THE TASK →
Copy out everything from the line containing "Mark every instance of the guitarist" down to the end of the data, word for word, both ends included.

DATA SHOWN →
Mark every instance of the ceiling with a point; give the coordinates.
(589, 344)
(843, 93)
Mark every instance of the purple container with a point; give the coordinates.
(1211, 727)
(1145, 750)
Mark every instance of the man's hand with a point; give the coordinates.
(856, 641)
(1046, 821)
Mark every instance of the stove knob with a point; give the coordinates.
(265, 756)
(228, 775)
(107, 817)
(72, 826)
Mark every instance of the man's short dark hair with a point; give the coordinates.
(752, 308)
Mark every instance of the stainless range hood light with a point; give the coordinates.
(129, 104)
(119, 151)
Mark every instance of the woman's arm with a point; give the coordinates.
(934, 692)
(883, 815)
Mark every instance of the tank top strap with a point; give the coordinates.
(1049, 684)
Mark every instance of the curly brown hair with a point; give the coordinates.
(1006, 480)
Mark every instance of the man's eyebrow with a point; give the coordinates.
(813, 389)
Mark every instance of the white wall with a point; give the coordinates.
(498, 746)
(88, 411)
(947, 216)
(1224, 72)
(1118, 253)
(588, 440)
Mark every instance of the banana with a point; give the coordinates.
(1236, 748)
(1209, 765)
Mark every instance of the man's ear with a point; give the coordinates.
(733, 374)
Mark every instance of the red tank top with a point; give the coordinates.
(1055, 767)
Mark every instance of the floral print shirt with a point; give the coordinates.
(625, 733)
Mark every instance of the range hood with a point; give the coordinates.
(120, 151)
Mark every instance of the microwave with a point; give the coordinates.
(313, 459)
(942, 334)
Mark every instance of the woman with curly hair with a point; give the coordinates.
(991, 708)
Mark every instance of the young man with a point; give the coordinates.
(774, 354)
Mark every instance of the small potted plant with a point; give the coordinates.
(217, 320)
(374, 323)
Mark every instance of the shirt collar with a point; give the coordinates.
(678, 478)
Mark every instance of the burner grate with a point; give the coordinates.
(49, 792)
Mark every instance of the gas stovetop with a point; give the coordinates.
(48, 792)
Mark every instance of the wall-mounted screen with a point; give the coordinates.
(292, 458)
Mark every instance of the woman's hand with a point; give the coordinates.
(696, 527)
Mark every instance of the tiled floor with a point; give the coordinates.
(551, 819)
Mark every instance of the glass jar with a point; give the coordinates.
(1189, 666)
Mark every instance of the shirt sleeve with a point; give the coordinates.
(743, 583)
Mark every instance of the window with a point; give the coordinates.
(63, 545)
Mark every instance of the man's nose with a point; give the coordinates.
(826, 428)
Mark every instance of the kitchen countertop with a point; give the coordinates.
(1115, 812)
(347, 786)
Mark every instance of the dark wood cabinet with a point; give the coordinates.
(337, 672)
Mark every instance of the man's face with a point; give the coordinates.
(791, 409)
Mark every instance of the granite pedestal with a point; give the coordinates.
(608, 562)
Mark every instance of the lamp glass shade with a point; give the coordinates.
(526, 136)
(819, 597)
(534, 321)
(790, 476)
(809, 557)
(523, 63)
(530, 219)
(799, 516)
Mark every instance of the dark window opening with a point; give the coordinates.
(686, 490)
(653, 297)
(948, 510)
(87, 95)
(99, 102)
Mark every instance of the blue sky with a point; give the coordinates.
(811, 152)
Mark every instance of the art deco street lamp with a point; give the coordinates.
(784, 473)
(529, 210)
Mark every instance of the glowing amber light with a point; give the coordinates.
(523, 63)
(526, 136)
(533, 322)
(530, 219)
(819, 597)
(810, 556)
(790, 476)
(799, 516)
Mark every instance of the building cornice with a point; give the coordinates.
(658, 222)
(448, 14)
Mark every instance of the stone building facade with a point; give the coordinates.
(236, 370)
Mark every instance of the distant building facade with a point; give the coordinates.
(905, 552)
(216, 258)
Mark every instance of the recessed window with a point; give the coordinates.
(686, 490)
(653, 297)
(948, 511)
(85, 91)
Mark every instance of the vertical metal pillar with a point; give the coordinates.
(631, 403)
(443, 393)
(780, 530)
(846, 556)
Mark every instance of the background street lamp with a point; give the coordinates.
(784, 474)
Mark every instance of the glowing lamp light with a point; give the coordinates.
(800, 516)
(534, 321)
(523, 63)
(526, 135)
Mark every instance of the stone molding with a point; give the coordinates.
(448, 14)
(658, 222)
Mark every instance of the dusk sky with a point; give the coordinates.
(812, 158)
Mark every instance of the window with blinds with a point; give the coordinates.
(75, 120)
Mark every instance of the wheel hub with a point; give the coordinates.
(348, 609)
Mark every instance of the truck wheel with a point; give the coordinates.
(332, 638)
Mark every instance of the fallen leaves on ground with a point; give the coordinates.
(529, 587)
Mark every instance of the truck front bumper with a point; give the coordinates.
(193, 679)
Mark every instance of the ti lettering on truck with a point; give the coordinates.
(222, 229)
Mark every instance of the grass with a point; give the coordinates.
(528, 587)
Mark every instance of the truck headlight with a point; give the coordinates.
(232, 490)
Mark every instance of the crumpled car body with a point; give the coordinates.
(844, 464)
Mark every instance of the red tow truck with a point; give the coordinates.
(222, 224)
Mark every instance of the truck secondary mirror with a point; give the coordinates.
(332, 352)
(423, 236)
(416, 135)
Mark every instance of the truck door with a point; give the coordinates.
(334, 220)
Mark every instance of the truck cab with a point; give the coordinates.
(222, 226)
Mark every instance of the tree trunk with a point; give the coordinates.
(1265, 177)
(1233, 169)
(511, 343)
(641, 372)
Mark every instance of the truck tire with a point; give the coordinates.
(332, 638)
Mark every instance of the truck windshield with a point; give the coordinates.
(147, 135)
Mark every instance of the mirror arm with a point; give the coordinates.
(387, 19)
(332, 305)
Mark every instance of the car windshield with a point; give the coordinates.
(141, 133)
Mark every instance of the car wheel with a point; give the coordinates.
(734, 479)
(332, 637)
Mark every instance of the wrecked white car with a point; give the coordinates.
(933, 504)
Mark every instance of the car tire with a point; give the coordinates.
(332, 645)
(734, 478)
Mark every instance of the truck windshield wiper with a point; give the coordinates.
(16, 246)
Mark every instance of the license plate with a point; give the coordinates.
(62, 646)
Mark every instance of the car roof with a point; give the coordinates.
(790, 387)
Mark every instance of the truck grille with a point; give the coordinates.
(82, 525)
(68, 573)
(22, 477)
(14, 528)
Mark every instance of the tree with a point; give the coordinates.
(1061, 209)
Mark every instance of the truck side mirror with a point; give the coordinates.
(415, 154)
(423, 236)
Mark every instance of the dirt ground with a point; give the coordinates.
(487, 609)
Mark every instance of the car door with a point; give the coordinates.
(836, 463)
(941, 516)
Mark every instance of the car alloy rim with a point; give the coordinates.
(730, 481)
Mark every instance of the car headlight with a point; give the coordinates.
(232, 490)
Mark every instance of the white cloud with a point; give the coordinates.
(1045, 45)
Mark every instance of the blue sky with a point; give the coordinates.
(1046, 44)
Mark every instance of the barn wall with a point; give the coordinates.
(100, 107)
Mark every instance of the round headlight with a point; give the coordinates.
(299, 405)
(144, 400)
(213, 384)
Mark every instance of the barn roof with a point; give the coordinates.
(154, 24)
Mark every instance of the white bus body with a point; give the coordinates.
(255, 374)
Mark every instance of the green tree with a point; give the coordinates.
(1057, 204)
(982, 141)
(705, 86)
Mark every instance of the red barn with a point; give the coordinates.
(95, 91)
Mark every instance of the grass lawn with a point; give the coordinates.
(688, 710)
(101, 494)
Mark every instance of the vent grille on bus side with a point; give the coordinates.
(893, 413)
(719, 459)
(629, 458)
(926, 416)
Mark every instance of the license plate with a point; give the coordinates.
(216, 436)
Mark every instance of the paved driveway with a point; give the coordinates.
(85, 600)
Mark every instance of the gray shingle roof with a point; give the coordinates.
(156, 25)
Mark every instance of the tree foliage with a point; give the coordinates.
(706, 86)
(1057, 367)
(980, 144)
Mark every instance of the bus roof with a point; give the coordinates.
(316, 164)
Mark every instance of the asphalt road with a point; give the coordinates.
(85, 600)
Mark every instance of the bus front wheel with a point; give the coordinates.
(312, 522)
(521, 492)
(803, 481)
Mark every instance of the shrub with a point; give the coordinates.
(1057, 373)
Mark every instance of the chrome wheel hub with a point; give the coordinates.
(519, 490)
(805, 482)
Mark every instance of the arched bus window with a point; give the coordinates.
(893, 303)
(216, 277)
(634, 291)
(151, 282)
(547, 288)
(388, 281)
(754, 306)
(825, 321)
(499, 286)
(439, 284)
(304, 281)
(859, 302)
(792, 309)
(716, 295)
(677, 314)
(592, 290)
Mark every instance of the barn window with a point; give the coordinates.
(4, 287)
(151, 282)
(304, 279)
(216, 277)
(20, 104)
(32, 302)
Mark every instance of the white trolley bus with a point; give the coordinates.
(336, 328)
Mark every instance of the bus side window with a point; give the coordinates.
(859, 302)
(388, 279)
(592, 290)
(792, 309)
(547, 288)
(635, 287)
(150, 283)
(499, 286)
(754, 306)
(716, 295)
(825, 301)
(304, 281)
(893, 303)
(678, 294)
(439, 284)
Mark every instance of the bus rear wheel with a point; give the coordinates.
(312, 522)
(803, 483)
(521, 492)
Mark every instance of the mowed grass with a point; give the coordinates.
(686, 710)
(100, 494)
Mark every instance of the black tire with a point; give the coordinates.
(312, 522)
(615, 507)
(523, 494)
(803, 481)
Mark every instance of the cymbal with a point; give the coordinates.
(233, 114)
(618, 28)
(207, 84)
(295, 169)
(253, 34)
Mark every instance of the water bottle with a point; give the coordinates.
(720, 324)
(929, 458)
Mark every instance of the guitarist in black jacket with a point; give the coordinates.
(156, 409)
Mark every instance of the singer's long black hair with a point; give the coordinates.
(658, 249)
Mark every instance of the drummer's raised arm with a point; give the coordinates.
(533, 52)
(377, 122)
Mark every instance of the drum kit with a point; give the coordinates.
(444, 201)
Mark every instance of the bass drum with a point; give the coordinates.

EXPECTED ANSWER →
Mark every instance of the guitarist in black jacket with a point; give the coordinates.
(156, 409)
Mark every instance of the singer's long black hair with a point; give the coordinates.
(658, 249)
Mark every instance of the drummer's raised arm with a point; give the coordinates.
(533, 52)
(377, 122)
Mark every instance of the drum kit with a point; give the coordinates.
(444, 201)
Mark every instance of the bass drum with a point; give the coordinates.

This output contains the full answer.